### Requirement
Identify the lines in the data below that contain "mark" and give only how many there are.

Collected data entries
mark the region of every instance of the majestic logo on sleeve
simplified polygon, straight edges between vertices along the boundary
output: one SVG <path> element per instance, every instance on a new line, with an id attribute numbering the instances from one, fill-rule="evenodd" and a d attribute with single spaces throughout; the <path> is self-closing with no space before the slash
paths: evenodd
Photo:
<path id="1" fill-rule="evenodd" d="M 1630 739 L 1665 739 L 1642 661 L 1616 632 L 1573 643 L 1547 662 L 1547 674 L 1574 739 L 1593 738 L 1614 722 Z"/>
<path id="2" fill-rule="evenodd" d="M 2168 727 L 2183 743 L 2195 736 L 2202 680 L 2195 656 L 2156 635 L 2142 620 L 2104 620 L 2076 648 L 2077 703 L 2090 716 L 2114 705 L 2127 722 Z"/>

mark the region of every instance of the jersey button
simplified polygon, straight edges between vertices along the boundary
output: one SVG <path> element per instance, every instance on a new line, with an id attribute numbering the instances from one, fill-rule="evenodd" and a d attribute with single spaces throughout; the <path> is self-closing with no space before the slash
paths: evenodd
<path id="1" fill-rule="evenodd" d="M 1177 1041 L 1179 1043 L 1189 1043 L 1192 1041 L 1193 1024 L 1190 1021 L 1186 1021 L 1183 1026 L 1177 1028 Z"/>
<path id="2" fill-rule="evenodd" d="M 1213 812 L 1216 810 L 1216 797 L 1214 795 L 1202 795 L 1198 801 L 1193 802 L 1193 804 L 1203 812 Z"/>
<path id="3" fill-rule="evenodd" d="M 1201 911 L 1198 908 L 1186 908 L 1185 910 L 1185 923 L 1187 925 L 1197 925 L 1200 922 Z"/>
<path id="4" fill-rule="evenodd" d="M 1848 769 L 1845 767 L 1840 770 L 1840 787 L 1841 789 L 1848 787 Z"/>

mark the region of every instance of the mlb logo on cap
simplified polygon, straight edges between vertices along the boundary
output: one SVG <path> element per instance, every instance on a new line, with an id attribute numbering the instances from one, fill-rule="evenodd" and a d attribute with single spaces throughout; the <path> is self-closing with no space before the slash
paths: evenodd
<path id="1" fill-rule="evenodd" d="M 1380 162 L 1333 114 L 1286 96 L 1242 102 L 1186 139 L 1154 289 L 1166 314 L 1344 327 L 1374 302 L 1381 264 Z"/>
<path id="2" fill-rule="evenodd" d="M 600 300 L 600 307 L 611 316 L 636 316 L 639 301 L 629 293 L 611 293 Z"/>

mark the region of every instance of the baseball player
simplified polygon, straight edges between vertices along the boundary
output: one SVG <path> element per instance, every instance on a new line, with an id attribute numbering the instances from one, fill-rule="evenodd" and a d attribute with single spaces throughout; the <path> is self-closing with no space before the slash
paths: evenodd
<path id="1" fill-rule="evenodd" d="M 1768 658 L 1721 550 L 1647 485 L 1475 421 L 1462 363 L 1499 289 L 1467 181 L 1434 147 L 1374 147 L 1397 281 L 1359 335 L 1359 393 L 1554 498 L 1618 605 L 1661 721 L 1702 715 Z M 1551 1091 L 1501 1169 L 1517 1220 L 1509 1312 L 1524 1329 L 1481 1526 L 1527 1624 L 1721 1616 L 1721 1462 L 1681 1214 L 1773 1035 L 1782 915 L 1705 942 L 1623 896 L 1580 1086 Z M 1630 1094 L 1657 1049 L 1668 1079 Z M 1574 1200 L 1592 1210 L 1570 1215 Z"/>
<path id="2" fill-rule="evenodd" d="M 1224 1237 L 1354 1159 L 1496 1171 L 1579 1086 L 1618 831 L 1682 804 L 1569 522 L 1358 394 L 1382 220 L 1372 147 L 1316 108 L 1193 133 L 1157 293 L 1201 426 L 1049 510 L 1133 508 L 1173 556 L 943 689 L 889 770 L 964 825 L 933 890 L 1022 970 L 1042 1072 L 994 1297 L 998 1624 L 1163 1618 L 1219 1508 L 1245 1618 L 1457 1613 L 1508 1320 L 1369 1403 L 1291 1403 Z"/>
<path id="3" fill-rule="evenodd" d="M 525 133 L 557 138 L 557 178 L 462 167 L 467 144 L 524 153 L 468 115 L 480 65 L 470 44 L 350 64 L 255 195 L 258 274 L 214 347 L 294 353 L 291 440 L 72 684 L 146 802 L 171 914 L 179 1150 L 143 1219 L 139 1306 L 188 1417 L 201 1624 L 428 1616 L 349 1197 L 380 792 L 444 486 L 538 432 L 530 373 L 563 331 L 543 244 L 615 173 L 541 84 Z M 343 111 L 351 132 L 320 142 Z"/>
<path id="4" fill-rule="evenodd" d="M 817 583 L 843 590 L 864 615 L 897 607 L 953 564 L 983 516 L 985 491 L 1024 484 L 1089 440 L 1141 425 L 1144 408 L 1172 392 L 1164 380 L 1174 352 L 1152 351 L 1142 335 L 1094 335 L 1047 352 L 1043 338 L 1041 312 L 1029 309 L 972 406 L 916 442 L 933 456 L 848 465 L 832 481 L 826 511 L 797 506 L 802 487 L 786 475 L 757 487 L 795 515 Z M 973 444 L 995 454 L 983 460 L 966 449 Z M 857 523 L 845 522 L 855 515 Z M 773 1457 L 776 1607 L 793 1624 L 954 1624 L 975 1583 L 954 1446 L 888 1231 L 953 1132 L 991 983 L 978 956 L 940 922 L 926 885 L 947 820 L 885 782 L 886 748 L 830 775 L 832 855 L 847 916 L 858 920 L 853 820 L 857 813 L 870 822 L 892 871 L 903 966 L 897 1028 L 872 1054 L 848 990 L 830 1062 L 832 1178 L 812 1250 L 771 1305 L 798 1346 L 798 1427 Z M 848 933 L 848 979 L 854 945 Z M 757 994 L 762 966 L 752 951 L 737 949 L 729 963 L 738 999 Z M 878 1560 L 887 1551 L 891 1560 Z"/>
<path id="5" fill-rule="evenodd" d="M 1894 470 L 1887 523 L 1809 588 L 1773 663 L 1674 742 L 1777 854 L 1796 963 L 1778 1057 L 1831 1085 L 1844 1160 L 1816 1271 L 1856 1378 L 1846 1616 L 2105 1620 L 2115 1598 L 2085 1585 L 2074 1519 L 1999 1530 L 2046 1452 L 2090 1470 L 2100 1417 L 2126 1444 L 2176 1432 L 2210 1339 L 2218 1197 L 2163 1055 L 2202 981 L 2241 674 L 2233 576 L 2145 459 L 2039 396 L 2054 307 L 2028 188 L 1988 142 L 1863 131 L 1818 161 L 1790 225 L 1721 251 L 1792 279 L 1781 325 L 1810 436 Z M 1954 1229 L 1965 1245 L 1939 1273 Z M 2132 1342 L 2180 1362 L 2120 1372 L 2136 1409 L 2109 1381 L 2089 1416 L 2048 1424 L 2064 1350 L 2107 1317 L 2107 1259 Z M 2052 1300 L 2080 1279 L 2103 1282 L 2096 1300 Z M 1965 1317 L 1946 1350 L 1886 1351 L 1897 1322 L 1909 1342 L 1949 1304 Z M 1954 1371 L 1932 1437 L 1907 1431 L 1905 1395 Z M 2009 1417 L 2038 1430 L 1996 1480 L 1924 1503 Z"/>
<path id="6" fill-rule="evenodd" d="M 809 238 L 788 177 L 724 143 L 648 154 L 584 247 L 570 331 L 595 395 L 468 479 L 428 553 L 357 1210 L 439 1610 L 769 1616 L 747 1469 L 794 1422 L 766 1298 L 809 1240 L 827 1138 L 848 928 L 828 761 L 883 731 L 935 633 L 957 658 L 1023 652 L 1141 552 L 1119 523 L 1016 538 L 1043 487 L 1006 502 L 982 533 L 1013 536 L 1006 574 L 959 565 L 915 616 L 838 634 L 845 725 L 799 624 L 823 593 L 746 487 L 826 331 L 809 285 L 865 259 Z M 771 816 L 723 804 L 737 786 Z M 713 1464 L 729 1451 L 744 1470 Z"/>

### Answer to the exercise
4